Work required
Please copy the material from the line with "Could you point out the red-leafed" up to and including its final line, substituting "meadow" for "valley floor" and leaving everything else unchanged.

Material to process
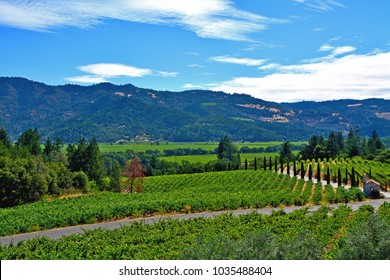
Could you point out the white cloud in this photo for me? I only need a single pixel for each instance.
(241, 61)
(207, 18)
(87, 79)
(326, 48)
(112, 70)
(101, 72)
(334, 52)
(352, 76)
(321, 5)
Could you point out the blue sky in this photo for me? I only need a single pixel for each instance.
(277, 50)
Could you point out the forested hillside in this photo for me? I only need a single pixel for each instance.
(112, 113)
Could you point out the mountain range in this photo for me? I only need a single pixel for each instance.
(114, 113)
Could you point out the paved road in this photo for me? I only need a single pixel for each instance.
(58, 233)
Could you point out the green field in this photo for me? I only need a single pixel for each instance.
(208, 146)
(211, 191)
(323, 234)
(207, 158)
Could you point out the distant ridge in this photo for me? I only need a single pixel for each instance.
(122, 112)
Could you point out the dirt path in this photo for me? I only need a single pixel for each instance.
(60, 232)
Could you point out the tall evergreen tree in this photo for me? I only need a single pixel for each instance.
(30, 139)
(352, 144)
(318, 172)
(310, 172)
(332, 146)
(226, 150)
(339, 177)
(328, 176)
(295, 168)
(285, 152)
(4, 140)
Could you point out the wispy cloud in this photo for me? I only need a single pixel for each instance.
(102, 72)
(321, 5)
(351, 76)
(217, 19)
(334, 52)
(241, 61)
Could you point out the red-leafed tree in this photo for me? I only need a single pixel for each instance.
(134, 172)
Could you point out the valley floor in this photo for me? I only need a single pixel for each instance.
(60, 232)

Finished answer
Could you point out the red-leafed tree in this photo for me? I only need a single pixel for each instance.
(134, 172)
Could you point out the meadow in this photo for me? I only need a single pixel for each instance.
(60, 232)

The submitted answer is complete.